[GOAL OF THE EXERCISE]: Count how many lines in the records below contain the string "plant", matching case exactly, and reply with only that number.

++++++++

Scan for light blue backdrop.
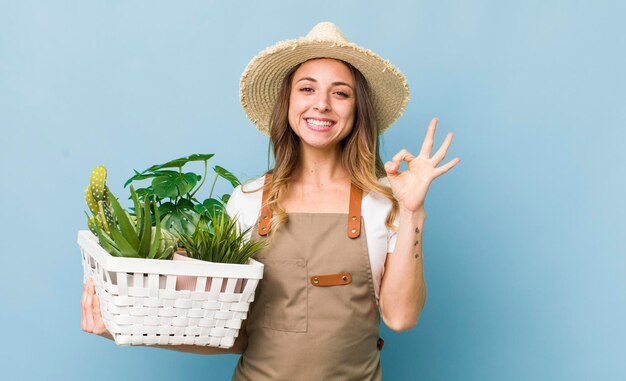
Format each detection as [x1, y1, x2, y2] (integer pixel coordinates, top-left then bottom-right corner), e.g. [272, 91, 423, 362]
[0, 0, 626, 381]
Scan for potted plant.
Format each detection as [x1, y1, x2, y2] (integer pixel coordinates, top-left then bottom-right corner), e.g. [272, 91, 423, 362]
[78, 154, 263, 348]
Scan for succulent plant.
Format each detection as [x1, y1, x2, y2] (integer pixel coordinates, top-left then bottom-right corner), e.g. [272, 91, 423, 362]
[178, 211, 267, 264]
[85, 166, 177, 259]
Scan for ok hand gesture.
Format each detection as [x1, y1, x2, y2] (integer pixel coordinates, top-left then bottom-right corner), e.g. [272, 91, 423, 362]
[385, 118, 461, 212]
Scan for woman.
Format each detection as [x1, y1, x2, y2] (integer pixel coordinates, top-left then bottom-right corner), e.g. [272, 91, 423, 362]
[81, 23, 460, 380]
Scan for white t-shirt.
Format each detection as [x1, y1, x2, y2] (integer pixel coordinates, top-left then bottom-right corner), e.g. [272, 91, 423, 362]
[226, 176, 399, 301]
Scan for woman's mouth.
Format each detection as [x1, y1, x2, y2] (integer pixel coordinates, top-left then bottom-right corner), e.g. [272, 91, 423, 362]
[305, 118, 335, 131]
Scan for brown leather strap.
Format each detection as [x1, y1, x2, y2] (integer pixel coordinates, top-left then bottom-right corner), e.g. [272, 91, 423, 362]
[259, 173, 272, 236]
[259, 173, 363, 238]
[348, 183, 363, 238]
[311, 273, 352, 287]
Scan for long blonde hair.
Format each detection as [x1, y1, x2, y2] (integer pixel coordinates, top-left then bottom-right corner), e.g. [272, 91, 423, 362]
[244, 61, 399, 236]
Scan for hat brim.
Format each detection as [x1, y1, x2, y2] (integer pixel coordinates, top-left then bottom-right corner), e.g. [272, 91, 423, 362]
[239, 39, 409, 135]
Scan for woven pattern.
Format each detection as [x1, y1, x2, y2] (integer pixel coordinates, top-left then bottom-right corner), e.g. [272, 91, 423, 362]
[239, 22, 410, 135]
[79, 233, 263, 348]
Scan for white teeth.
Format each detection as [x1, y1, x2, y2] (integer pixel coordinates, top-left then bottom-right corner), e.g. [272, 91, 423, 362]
[306, 119, 332, 127]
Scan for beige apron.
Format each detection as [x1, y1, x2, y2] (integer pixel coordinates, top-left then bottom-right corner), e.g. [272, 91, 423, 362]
[233, 175, 382, 381]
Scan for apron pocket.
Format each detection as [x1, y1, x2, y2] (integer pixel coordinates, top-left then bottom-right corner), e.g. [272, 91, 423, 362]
[261, 258, 308, 332]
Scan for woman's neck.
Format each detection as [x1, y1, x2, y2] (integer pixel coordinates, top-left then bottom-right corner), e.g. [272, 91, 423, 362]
[293, 146, 348, 185]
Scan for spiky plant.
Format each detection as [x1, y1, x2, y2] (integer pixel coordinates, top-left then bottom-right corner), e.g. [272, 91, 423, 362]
[85, 166, 177, 259]
[178, 212, 267, 264]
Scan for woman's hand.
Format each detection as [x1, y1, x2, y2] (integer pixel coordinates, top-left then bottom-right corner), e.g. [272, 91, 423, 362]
[385, 118, 461, 213]
[80, 278, 110, 336]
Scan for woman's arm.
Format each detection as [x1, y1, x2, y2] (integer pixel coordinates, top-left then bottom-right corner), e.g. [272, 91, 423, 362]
[379, 118, 461, 331]
[80, 278, 248, 355]
[379, 210, 426, 331]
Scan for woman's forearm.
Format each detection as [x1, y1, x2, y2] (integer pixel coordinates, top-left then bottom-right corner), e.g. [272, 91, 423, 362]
[380, 209, 426, 331]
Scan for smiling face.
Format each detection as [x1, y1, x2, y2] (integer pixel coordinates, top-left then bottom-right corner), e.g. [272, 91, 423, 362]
[288, 58, 356, 149]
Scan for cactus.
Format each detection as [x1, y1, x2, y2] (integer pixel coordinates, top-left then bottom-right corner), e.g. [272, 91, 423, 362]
[85, 166, 177, 259]
[89, 165, 107, 201]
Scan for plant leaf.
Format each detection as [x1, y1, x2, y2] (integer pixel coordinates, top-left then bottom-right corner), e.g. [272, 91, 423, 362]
[160, 198, 200, 235]
[222, 194, 230, 205]
[138, 198, 152, 258]
[148, 205, 161, 259]
[213, 165, 241, 187]
[152, 172, 198, 198]
[202, 198, 224, 219]
[110, 195, 139, 250]
[146, 153, 215, 171]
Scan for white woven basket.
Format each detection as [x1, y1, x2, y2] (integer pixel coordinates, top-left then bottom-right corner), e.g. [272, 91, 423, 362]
[78, 230, 263, 348]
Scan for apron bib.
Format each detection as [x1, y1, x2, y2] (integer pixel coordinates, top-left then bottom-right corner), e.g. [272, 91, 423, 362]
[233, 175, 382, 381]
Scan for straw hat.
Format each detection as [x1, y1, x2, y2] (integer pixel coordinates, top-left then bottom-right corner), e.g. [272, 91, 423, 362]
[239, 22, 409, 135]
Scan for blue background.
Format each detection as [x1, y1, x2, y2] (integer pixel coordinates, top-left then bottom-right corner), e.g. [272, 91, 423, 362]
[0, 0, 626, 380]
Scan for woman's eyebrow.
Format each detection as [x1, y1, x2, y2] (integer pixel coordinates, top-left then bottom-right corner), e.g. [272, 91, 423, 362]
[296, 77, 354, 90]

++++++++

[THE RESPONSE]: 4